Reading text:
Davey O'Brien Award
- Awarded for: The collegiate American football player judged to be the best of all NCAA quarterbacks (current) The best NCAA football player playing in the southwestern United States (original)
- Location: The Fort Worth Club, Fort Worth Texas
- Country: United States
- Presented by: Davey O'Brien Foundation

History
- First award: 1977; became a quarterback-only award in 1981
- Most recent: Fernando Mendoza, Indiana
- Website: www.daveyobrienaward.org

= Davey O'Brien Award =

Award

The Davey O'Brien Award, officially the Davey O'Brien National Quarterback Award, named after Davey O'Brien, is presented annually to the collegiate American football player judged by the Davey O'Brien Foundation to be the best of all National Collegiate Athletic Association quarterbacks. The Davey O'Brien Hall of Fame is housed at The Fort Worth Club in Fort Worth, Texas. The annual awards dinner and trophy presentation is held there as well, usually in February.

In 1977, directly after the death of O'Brien, the award was established as the Davey O'Brien Memorial Trophy, and was given to the most outstanding player in the Southwest. Texas running back Earl Campbell won the trophy in 1977, Oklahoma running back Billy Sims won it in 1978, and Baylor linebacker Mike Singletary won it twice in 1979 and 1980.

In 1981, the award was renamed the Davey O'Brien Award and given to the nation's top quarterback. Since then, only four players have won the award more than once: Ty Detmer of BYU, Danny Wuerffel of Florida, Jason White of Oklahoma, and Deshaun Watson of Clemson.

Exercise task 1: Can you convert the records, from their start through the line containing "24 220 L 36", into a Markdown table with a Row column numbering each line and a Record line column holding it, skipping blank lines?

Provided information:
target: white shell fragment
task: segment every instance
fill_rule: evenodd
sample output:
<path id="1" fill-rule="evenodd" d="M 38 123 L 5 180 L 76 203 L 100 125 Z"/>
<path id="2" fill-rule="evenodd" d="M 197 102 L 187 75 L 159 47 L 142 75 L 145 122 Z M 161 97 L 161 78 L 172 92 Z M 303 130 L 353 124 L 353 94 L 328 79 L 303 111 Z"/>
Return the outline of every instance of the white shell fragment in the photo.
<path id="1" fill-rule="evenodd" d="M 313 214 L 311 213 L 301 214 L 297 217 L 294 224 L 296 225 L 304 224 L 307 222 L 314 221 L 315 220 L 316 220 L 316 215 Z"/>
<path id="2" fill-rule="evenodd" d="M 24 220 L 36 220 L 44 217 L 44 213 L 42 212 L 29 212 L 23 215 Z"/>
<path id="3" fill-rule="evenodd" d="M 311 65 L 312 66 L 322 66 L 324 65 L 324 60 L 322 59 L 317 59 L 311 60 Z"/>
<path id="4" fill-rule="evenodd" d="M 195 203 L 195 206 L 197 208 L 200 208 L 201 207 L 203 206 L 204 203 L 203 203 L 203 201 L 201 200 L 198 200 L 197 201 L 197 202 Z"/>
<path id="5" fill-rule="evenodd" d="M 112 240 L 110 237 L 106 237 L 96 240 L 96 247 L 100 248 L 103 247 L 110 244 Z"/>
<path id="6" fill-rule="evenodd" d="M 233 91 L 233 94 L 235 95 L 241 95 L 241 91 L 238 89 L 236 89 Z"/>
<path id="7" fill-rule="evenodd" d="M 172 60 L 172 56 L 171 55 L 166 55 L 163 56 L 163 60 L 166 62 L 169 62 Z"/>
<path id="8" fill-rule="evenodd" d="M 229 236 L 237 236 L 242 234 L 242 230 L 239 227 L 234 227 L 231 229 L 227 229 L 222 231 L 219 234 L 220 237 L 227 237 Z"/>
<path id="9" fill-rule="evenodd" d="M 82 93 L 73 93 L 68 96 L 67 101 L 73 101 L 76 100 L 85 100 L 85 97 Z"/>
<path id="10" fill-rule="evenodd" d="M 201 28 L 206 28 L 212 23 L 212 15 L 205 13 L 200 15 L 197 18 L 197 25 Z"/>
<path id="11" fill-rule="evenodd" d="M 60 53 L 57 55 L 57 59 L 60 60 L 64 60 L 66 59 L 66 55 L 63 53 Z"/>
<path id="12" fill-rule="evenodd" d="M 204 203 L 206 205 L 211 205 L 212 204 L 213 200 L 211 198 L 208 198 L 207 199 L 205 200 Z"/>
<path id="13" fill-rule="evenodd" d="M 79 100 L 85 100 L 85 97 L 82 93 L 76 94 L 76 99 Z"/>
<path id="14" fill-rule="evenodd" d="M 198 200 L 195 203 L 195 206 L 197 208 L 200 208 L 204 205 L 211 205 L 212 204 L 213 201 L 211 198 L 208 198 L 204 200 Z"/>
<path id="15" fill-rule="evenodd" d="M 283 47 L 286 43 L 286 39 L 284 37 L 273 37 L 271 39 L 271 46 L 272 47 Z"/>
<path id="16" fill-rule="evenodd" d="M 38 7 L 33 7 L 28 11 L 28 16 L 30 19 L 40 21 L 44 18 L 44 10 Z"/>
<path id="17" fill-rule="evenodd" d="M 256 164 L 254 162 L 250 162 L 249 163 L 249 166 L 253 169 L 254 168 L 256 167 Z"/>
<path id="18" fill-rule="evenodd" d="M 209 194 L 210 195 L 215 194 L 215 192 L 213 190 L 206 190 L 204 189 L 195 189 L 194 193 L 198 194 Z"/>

Exercise task 2: In two sentences, what does the text on the Davey O'Brien Award say?

Expected output 1:
| Row | Record line |
|---|---|
| 1 | target: white shell fragment |
| 2 | task: segment every instance |
| 3 | fill_rule: evenodd |
| 4 | sample output: |
| 5 | <path id="1" fill-rule="evenodd" d="M 38 123 L 5 180 L 76 203 L 100 125 Z"/> |
| 6 | <path id="2" fill-rule="evenodd" d="M 197 102 L 187 75 L 159 47 L 142 75 L 145 122 Z M 161 97 L 161 78 L 172 92 Z M 303 130 L 353 124 L 353 94 L 328 79 L 303 111 Z"/> |
| 7 | Return the outline of every instance of the white shell fragment in the photo. |
| 8 | <path id="1" fill-rule="evenodd" d="M 313 214 L 311 213 L 301 214 L 297 217 L 294 224 L 296 225 L 304 224 L 307 222 L 314 221 L 315 220 L 316 220 L 316 215 Z"/> |
| 9 | <path id="2" fill-rule="evenodd" d="M 24 220 L 36 220 L 44 217 L 44 213 L 42 212 L 29 212 L 23 215 Z"/> |

Expected output 2: The Davey O'Brien Award is presented annually by the Davey O'Brien Foundation to the collegiate American football player judged the best of all NCAA quarterbacks, and its dinner and trophy presentation are held at The Fort Worth Club in Fort Worth, Texas. It began in 1977 as the Davey O'Brien Memorial Trophy for the most outstanding player in the Southwest, was renamed in 1981 and given to the nation's top quarterback, and since then only four players have won it more than once.